What the task asks: Return every line from the one with "Where can you see the overcast" through the one with "Where can you see the road divider", inclusive, exactly as it appears below.

Exercise input:
____________________

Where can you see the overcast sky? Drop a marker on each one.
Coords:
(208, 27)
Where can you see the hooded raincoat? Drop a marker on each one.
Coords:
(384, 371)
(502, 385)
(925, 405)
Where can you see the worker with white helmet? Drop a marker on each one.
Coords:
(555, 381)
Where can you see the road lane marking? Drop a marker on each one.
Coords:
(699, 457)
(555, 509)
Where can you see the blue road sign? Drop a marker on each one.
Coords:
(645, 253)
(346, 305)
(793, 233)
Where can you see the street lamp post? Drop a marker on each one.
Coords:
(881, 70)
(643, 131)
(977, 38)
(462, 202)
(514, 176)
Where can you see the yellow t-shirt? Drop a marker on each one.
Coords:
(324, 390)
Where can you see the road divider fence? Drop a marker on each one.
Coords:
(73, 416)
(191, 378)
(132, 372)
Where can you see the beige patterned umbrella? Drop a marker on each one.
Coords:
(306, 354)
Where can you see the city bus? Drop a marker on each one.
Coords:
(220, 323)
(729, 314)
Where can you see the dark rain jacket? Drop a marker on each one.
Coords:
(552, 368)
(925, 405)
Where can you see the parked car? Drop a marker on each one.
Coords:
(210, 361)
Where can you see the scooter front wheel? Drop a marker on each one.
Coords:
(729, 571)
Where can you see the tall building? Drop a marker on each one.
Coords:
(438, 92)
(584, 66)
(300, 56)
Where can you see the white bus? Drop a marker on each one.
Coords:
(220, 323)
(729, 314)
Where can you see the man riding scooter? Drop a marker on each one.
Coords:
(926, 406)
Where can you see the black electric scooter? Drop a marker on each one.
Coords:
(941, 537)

____________________

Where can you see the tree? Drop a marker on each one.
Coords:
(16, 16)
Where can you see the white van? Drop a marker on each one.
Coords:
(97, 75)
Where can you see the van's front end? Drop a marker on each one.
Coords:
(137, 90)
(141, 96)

____________________

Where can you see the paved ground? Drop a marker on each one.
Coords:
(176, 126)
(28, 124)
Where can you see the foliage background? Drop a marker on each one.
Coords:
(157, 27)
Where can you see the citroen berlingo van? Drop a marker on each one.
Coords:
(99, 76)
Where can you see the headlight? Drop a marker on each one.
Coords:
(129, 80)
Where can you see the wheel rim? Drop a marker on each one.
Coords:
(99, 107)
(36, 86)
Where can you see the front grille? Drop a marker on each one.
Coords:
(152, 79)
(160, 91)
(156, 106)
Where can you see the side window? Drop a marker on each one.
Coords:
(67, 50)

____________________

Solution for this task:
Where can you see the overcast sky? Drop a marker on each one.
Coords:
(208, 27)
Where can you see the hooded raincoat? Drop a marker on each one.
Coords:
(384, 371)
(502, 385)
(925, 405)
Where can you see the worker with white helmet? Drop a marker on each one.
Coords:
(555, 381)
Where can you see the road lane marking? Drop a marker on each one.
Coords:
(699, 457)
(555, 509)
Where can you see the blue road sign? Drop a marker on each one.
Coords:
(645, 253)
(346, 305)
(793, 233)
Where can you see the street lamp post? Drop a marker on each one.
Coords:
(881, 70)
(643, 131)
(977, 38)
(462, 202)
(514, 176)
Where can you see the yellow t-shirt? Drop a marker on each one.
Coords:
(324, 390)
Where can you see the road divider fence? Drop a marker on each one.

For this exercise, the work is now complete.